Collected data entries
● ● ● ● ● ● ●
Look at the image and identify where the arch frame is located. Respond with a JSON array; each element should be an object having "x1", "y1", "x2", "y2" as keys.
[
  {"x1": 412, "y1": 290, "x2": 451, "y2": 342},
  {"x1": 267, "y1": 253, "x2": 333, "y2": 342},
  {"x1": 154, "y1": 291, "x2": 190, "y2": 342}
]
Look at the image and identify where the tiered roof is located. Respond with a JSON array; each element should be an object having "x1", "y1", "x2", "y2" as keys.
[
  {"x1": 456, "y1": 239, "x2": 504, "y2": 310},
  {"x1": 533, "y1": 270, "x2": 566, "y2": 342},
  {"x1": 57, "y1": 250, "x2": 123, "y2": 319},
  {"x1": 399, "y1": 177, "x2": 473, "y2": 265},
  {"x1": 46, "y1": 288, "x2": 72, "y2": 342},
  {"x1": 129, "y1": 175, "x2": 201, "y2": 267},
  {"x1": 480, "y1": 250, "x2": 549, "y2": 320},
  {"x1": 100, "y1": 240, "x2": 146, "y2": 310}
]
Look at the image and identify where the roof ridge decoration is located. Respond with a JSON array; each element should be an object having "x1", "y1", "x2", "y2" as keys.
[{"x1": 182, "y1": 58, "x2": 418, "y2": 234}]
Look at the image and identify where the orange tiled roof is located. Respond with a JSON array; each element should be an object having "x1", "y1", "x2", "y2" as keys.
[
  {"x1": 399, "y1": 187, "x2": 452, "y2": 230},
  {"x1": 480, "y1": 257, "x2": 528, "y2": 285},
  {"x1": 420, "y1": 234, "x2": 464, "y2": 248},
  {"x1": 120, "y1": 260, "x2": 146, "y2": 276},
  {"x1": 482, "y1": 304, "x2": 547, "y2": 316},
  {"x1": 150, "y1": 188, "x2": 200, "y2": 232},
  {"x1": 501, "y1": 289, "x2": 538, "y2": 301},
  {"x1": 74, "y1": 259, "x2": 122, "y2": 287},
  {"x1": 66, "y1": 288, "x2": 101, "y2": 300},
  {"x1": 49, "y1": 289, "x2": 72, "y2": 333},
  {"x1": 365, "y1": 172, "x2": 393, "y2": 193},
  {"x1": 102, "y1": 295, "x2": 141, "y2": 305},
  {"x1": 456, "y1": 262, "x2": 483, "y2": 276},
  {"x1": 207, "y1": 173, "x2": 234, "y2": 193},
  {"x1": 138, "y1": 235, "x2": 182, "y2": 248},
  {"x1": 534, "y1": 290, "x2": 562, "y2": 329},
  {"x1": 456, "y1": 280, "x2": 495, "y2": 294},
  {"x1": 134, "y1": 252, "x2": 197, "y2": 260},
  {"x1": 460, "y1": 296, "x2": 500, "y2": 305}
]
● ● ● ● ● ● ●
> **Exercise brief**
Count the lines in the entries above that contain the string "array", with case taken into account. Reply with the number alone.

> **Exercise answer**
4